SOURCE TEXT -
————

In this article, Forrester’s VP principal analyst Maxie Schmidt discusses how to navigate the culture risks of metrics
It always begins with a bold promise: ‘Let’s be customer centric!’ A few sceptics wonder how it will work—given silos, broken processes, and legacy technology. But so it begins: The firm selects a benchmarkable CX metric, then cascades it into the organisation and sets performance targets. And to create accountability, it celebrates those who hit targets and ties performance to bonuses.
But fast-forward a few years and the firm hasn’t achieved its lofty goal. Instead, metrics-obsession abounds. To meet targets, frontline employees beg customers for high scores and leaders request colour-coded scales. Teams optimise functional metrics, creating conflict along customer journeys.
The CX team are measurement accountants and metrics are set in stone due to bonus systems. Worse, the organisation sinks into cynicism, aimlessness, and rigidity: it has depleted its culture energy – the fuel of any meaningful progress.

————

DATA SHOWN -
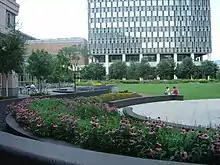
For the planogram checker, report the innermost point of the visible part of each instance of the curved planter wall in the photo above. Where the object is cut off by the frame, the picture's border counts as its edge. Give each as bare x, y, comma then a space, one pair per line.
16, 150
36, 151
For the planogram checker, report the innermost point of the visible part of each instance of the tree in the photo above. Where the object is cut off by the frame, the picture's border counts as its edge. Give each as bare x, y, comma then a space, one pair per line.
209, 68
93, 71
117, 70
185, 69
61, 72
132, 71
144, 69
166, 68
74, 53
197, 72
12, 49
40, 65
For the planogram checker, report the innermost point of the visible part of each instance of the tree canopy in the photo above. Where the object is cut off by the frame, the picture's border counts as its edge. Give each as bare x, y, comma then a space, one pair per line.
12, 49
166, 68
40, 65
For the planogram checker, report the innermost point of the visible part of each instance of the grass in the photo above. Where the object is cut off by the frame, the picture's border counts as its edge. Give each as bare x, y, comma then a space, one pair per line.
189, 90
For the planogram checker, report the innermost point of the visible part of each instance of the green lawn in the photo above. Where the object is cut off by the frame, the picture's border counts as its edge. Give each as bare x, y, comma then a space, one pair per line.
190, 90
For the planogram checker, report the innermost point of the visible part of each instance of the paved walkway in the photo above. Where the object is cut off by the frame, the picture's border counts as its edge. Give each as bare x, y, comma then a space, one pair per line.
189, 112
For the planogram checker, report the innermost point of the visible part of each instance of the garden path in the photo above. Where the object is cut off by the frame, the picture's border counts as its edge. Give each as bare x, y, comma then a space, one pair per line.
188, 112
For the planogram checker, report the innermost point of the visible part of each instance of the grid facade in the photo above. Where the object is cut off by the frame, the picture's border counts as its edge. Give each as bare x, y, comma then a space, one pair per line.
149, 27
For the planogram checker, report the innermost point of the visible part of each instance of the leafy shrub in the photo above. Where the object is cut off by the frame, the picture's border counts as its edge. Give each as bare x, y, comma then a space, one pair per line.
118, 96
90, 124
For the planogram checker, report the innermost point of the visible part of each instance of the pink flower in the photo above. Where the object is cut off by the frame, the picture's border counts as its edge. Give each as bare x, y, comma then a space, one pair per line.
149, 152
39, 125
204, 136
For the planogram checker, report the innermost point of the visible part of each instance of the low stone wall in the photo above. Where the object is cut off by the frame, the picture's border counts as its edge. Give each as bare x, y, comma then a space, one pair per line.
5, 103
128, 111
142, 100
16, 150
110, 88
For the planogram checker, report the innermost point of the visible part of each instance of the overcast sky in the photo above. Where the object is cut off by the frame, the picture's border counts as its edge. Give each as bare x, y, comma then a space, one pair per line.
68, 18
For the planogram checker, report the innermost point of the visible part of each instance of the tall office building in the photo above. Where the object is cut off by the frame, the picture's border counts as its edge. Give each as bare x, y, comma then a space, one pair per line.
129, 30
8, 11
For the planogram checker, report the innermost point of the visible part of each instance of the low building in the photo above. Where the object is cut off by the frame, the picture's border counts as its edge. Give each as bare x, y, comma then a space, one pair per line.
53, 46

————

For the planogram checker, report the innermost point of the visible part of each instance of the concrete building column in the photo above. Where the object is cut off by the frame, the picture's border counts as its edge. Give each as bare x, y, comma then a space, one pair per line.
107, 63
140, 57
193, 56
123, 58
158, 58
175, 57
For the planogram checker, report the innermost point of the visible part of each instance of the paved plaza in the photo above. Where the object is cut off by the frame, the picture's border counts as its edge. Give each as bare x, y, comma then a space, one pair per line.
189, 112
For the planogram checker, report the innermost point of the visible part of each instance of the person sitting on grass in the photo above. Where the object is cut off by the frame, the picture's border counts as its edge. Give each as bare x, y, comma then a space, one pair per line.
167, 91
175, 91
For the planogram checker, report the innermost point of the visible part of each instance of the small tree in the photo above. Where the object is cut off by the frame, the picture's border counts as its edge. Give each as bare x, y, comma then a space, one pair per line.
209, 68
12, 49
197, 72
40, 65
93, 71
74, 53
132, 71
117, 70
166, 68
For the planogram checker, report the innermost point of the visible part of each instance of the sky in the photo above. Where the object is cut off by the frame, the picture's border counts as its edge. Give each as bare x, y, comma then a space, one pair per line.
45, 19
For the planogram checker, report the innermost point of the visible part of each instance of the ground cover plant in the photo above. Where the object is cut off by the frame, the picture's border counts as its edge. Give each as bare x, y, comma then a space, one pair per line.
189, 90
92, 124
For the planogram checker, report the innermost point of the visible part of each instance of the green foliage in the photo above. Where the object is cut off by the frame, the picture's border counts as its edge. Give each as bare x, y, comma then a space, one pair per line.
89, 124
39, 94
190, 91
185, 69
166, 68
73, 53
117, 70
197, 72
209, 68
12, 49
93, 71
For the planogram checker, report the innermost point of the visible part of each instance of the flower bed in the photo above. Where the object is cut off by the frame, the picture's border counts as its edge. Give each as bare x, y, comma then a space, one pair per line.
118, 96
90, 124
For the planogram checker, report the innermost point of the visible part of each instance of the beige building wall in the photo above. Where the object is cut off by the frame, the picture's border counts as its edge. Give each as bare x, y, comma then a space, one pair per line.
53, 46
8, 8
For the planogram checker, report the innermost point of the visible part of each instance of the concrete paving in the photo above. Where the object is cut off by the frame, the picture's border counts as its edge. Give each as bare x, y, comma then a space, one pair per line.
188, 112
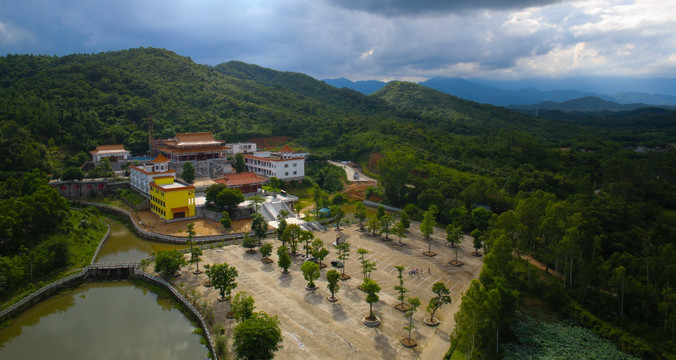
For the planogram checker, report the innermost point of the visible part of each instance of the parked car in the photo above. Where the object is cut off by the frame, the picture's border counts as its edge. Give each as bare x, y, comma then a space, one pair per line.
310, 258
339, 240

————

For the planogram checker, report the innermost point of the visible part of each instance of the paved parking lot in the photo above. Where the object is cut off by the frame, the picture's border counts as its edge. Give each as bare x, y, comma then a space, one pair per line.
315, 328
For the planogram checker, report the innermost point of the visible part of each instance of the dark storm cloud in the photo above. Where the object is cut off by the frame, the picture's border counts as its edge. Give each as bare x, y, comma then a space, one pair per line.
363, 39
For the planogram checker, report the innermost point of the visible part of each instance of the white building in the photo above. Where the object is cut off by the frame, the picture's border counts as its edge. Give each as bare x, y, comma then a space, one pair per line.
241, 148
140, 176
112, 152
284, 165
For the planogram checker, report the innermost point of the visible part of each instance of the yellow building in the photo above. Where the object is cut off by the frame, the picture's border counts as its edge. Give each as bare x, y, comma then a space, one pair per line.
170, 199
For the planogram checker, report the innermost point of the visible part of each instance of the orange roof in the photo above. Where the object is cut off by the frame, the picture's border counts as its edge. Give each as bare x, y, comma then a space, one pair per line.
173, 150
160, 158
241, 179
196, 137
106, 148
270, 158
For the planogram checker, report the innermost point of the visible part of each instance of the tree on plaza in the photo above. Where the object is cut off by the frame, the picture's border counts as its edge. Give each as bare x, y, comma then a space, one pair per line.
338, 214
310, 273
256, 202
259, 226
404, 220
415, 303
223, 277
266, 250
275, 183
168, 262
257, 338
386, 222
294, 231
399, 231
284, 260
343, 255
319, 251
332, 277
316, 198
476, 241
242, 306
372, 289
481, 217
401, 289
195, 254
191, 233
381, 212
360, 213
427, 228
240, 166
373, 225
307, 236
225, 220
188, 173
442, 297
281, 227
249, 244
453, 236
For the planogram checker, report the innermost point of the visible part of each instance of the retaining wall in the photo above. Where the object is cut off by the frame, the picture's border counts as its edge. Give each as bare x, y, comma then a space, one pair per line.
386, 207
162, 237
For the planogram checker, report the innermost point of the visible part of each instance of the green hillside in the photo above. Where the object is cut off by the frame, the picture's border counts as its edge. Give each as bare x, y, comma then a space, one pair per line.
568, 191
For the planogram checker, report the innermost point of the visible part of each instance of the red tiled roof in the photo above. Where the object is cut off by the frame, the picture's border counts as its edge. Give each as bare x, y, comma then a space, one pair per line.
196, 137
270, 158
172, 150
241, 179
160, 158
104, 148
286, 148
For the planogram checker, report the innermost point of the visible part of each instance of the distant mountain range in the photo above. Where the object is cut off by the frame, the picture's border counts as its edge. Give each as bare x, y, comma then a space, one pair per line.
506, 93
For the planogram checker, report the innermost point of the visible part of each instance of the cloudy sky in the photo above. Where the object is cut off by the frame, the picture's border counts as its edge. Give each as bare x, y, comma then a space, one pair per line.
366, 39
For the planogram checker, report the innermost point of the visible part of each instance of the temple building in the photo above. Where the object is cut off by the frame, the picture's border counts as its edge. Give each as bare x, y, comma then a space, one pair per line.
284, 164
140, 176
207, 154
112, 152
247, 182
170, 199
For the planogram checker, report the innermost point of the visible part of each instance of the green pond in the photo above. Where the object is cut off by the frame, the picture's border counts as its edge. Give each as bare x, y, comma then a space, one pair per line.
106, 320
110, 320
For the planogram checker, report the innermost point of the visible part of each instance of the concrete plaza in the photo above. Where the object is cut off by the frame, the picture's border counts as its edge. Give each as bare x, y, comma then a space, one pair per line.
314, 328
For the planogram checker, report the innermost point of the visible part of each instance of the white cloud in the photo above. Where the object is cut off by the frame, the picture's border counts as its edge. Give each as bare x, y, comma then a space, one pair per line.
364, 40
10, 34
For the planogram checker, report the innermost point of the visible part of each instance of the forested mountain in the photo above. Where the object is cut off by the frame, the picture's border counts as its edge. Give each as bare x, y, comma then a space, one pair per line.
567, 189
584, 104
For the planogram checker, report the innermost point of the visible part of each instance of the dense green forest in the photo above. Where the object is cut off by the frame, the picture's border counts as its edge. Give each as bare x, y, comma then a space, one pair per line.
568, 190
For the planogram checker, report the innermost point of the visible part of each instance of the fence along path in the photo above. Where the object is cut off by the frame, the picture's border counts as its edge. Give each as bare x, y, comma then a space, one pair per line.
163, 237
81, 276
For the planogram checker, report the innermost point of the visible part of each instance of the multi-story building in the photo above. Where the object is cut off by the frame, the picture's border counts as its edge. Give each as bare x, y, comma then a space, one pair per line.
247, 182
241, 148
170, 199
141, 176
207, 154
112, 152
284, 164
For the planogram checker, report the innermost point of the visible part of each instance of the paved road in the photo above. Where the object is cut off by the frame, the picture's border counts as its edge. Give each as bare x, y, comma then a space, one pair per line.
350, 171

————

Return the passage of the article on customer experience metrics from "But fast-forward a" to "along customer journeys.", word for word.

But fast-forward a few years and the firm hasn’t achieved its lofty goal. Instead, metrics-obsession abounds. To meet targets, frontline employees beg customers for high scores and leaders request colour-coded scales. Teams optimise functional metrics, creating conflict along customer journeys.